- [Entries shown]:
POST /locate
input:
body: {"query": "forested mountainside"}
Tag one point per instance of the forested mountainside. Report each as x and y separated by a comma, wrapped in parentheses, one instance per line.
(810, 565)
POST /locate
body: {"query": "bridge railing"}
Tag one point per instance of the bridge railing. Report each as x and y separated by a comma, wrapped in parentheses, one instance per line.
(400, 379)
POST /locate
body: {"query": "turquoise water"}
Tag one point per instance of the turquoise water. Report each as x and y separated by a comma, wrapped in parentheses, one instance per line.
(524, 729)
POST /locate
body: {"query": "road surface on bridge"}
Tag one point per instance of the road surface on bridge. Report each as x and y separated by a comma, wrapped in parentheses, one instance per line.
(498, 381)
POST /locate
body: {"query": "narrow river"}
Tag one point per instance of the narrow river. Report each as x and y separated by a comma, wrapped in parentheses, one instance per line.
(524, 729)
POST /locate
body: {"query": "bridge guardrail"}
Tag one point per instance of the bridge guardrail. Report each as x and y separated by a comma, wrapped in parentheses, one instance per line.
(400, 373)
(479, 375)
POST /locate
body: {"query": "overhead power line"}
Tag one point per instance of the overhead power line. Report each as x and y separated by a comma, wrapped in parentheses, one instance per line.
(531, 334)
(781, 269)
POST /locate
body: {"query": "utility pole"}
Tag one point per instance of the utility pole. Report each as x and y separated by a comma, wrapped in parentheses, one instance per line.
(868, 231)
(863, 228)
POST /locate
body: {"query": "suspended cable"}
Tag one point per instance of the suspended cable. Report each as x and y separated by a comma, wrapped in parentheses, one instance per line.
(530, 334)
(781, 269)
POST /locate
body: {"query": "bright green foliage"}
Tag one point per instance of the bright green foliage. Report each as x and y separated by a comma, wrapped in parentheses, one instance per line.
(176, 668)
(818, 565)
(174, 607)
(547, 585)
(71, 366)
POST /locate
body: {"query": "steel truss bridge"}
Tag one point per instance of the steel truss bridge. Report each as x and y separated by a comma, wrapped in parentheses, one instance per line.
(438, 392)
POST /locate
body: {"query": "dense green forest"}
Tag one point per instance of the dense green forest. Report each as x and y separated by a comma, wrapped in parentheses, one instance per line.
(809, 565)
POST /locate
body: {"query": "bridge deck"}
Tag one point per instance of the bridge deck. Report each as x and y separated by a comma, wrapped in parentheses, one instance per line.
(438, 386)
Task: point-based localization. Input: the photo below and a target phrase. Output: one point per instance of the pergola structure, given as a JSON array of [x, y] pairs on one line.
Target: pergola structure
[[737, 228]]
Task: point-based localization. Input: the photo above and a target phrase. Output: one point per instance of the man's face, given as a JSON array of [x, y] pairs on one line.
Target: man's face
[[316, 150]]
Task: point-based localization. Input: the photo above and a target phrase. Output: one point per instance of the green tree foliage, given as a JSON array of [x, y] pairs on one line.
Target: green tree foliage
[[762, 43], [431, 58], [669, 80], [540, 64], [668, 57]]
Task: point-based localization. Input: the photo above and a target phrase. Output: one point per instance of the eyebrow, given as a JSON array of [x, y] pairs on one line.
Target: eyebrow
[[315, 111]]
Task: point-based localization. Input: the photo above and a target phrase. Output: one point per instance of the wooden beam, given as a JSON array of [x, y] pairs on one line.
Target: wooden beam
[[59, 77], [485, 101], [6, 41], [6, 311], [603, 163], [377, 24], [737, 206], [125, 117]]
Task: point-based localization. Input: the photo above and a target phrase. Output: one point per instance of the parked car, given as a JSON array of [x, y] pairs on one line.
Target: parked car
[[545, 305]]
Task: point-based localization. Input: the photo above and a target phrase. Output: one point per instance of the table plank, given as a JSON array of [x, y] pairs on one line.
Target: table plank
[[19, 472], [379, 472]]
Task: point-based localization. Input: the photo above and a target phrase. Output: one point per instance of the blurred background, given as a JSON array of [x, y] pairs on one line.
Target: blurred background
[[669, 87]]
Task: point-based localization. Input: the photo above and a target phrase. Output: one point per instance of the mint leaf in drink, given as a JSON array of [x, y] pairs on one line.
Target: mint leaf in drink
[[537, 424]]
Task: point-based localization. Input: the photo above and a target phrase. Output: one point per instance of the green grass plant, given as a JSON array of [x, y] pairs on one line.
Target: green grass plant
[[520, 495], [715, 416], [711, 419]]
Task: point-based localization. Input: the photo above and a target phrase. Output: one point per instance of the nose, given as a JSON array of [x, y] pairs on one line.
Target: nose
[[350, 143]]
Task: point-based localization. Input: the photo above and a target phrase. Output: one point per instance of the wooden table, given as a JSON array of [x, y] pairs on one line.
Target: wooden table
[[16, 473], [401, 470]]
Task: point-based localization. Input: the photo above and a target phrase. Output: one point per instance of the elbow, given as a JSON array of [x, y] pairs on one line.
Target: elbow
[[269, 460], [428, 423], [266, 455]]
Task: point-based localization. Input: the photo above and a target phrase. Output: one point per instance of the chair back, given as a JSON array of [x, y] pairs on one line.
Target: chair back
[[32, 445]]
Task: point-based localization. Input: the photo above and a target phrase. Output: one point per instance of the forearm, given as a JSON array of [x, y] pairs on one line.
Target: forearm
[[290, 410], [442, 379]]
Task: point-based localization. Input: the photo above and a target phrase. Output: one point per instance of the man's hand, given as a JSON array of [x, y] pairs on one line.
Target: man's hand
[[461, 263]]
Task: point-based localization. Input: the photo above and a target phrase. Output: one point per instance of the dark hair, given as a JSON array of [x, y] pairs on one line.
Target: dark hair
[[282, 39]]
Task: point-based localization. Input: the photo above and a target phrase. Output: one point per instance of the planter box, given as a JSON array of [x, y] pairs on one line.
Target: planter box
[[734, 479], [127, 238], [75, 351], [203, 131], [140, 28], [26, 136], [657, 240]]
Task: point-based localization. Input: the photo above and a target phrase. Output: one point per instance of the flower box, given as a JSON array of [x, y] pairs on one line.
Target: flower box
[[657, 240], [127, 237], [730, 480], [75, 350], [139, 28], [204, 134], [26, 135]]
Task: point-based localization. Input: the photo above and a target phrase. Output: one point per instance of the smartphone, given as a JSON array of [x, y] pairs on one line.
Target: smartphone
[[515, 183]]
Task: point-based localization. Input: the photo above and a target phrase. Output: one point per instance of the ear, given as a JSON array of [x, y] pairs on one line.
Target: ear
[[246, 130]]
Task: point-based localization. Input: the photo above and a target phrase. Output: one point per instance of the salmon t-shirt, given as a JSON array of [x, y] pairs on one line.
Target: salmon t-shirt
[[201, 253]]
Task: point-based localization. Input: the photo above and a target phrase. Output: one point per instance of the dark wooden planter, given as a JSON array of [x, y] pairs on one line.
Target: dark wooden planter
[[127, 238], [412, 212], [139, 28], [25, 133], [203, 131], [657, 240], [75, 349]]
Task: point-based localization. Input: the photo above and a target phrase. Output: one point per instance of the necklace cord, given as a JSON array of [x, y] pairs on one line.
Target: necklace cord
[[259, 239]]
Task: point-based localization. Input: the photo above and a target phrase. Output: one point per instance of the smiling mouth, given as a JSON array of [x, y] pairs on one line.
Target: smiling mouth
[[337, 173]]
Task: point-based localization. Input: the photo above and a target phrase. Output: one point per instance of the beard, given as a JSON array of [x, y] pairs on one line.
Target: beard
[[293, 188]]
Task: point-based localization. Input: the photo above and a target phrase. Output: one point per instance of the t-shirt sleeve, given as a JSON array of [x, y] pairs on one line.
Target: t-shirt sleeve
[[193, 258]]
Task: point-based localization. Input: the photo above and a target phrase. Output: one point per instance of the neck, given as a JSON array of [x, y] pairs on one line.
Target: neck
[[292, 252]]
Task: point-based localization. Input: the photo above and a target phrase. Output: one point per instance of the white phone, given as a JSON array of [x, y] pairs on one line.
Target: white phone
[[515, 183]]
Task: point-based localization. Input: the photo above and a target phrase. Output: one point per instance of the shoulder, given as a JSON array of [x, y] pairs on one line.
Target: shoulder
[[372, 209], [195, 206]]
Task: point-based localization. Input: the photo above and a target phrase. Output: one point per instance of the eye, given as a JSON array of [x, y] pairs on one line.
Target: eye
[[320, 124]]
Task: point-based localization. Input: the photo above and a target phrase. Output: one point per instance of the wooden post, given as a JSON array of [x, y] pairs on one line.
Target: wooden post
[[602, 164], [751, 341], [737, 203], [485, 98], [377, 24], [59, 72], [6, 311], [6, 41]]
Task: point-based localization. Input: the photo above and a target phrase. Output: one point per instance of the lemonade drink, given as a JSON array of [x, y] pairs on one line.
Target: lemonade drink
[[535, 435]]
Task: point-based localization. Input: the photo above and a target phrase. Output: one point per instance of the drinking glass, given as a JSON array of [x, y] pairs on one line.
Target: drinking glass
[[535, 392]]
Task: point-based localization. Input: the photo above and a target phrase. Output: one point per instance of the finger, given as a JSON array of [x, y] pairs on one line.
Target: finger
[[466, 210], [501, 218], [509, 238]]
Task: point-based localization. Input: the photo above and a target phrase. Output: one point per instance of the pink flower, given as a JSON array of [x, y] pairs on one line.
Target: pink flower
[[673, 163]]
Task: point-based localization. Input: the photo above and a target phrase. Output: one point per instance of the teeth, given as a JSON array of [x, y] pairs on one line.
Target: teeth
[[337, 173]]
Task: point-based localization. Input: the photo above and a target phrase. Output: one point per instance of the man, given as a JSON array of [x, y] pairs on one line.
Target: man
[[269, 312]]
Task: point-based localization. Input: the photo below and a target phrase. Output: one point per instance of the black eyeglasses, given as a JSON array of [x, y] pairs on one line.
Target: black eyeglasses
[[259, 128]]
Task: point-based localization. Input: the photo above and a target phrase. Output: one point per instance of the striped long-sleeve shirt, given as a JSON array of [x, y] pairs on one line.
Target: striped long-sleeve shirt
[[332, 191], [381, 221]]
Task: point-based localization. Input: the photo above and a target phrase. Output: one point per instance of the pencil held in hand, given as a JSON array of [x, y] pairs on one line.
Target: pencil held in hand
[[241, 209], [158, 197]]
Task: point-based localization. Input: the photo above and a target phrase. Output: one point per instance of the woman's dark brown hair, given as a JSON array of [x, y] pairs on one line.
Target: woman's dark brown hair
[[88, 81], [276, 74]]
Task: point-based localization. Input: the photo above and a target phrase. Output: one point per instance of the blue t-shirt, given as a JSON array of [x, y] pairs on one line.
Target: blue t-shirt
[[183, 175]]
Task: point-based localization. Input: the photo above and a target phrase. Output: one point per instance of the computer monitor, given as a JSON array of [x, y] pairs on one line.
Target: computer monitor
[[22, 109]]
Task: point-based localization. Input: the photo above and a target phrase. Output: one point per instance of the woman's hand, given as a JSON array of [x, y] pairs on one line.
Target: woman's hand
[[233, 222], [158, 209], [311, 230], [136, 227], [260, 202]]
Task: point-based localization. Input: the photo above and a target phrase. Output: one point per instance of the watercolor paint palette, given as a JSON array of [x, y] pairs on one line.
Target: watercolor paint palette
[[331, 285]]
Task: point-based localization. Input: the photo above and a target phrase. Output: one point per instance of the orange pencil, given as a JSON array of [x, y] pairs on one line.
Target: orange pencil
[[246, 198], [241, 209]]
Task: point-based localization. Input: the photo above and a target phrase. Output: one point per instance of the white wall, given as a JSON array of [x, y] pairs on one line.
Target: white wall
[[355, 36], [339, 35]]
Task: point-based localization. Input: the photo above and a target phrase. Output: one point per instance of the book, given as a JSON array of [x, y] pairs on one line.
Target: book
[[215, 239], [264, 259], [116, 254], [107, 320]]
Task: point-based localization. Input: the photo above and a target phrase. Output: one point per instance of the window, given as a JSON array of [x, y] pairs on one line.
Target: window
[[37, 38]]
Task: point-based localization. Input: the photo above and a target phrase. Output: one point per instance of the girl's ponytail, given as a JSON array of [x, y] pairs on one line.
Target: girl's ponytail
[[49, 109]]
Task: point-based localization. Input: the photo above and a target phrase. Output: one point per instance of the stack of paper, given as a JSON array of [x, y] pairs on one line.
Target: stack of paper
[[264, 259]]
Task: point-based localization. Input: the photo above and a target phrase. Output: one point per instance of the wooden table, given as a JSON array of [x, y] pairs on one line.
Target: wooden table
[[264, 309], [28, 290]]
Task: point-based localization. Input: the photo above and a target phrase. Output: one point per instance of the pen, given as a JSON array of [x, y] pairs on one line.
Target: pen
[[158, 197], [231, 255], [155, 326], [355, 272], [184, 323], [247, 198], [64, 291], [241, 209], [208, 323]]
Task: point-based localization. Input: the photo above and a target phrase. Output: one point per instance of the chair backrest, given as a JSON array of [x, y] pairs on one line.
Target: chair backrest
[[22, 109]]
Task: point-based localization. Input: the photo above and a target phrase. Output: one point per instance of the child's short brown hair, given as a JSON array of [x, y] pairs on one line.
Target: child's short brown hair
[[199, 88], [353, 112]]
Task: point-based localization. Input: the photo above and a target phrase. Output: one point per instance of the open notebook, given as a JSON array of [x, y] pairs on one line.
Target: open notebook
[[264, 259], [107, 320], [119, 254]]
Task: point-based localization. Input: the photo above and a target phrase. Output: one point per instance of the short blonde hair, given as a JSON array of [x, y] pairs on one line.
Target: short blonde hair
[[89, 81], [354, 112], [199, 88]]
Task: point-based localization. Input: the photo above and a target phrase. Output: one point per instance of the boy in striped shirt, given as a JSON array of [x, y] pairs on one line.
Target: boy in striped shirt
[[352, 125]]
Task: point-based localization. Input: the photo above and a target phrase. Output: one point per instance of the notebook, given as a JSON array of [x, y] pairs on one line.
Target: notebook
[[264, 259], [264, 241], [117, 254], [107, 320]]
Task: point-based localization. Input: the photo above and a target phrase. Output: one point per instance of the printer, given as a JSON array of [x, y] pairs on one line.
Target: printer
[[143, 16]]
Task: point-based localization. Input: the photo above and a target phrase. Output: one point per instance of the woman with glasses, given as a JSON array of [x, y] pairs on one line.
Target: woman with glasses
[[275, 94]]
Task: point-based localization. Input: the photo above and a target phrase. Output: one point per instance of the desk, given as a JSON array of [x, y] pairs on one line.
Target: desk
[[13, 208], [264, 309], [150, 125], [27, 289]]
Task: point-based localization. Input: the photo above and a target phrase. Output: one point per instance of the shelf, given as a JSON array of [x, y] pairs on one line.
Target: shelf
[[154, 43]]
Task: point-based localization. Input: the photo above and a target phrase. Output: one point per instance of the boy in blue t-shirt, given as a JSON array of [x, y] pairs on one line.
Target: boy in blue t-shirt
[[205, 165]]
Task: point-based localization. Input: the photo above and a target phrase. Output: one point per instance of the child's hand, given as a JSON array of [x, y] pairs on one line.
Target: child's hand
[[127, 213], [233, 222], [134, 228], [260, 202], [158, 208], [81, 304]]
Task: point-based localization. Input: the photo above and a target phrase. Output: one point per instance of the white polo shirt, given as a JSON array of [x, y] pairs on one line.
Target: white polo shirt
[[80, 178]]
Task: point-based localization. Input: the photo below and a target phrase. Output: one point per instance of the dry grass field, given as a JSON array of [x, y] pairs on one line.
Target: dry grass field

- [Problem requirements]: Going through the data, count each line where the word "below" appears, and state only the total.

- [Task solution]: 3